What this task involves
Output each line of the material exactly as it stands.

Input records
* * * * * * *

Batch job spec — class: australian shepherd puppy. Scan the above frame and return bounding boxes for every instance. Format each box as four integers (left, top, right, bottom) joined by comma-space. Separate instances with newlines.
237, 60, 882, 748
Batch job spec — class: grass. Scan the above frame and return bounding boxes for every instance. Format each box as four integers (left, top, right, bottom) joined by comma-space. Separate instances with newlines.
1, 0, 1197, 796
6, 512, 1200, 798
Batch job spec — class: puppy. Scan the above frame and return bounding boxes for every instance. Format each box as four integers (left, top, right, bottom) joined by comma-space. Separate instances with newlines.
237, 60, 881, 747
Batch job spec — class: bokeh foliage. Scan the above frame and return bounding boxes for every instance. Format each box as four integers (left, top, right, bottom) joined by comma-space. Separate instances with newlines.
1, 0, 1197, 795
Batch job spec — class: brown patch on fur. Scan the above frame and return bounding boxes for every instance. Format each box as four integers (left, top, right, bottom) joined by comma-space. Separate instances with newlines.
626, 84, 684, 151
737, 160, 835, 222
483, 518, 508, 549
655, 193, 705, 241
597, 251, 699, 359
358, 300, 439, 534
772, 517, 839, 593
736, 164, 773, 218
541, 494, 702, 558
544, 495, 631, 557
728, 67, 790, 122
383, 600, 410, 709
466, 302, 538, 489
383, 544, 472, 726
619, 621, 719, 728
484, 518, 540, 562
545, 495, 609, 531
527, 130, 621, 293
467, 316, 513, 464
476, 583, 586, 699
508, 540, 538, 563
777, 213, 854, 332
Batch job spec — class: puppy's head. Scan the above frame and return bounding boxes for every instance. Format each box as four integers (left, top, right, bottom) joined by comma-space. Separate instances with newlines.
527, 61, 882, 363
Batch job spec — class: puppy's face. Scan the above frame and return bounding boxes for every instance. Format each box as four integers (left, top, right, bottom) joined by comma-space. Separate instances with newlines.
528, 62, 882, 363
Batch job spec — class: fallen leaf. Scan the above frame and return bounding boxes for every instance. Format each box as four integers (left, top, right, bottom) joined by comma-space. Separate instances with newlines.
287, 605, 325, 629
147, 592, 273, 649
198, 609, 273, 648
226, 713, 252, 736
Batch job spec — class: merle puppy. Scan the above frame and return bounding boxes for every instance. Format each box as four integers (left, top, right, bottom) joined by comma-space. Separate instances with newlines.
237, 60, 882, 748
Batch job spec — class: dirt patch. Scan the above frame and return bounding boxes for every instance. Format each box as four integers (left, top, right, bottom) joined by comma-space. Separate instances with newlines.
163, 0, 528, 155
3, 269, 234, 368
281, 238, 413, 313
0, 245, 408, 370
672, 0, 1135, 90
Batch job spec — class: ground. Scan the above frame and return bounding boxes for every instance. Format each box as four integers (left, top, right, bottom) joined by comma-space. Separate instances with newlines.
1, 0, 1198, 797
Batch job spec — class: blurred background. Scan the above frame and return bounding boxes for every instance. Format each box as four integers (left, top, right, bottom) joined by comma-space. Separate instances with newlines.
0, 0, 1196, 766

* * * * * * *

Exercise answer
Batch job spec — class: australian shepherd puppy. Scan the above frame and return bounding boxes for every instance. Format each box as four integers (left, top, right, bottom) joined by comma-space. Separate instances with newlines.
237, 60, 882, 748
Batch job spec — class: grass. Scan the above frame and return bounding boxes for every instance. Format each box as four integers (left, top, right, bottom) joined by comma-space. Separate instances with newlines.
1, 0, 1197, 796
6, 512, 1200, 798
Batch job spec — class: puppy. Scan the above frame and return bounding boxes for every instance. Format each box as four integers (left, top, right, bottom) joined by comma-space. Separate instances with newlines.
237, 60, 881, 747
Batch job spec — class: bokeh foliage. Scan the above frame and return bounding boxes for every instance. Format each box as four integers (left, top, right, bottom) joined by comma-space. Separate instances with newlines.
1, 0, 1197, 795
Batch job spec — class: brown patch on fur. Scan the above frame and return bounding boxes for every instance. Format each box as four integers (left, top, right, bottom) joined by comma-space. Separate instances with newlines.
626, 84, 684, 151
737, 160, 835, 222
483, 518, 508, 549
655, 193, 705, 241
597, 251, 699, 359
358, 300, 439, 534
772, 517, 839, 593
736, 164, 773, 218
541, 494, 702, 558
544, 495, 631, 557
728, 67, 790, 122
383, 600, 410, 709
466, 302, 538, 489
383, 544, 472, 726
619, 621, 719, 728
484, 518, 540, 562
545, 495, 609, 531
527, 130, 621, 293
467, 316, 513, 464
476, 583, 586, 699
508, 540, 538, 563
777, 213, 854, 332
Batch job spec — class: puppy's head. Scan the above frame and return bounding boxes for every instance. Format each box as four integers (left, top, right, bottom) joined by comma-space. Separate instances with newlines.
527, 61, 882, 363
Batch job spec — class: puppy's face. Scan the above frame and return bounding boxes for every instance. Format each box as four integers (left, top, right, bottom) joined by comma-space. Separate instances with newlines.
528, 62, 882, 363
Batch job spec — class: fallen leaf. Scan the above frame and return bounding boxes for every instance. Format each box as four integers (left, top, right, bottom) joined by comma-space. Separate instances with newlines.
287, 605, 325, 629
147, 592, 273, 649
198, 609, 273, 648
226, 713, 252, 736
Batch job spec — class: merle puppy. Scan the above frame and return bounding boxes for every instance. Format each box as four integers (left, top, right, bottom) joined by comma-space. Separate instances with newlines.
237, 60, 882, 748
Batch job spec — class: dirt patch. Scan the above frame and return bounding boxes for every instance. Format each box as four integers (left, top, right, bottom) joined by comma-space. Separate instances with newlines.
163, 0, 528, 155
3, 269, 234, 368
281, 238, 413, 313
0, 245, 408, 370
672, 0, 1135, 90
Batch job spec — class: ground. Scan the above frame and return bounding boxes for every instance. Format each box as four integers (left, top, right, bottom) joined by comma-space. Separate instances with newlines.
1, 0, 1198, 797
Batch job spec — class: blurred background. Scan the above frame and return bounding boxes for every instance. Format each box as four integers (left, top, right, bottom) joined by comma-space. Separate instances with newlines.
0, 0, 1196, 766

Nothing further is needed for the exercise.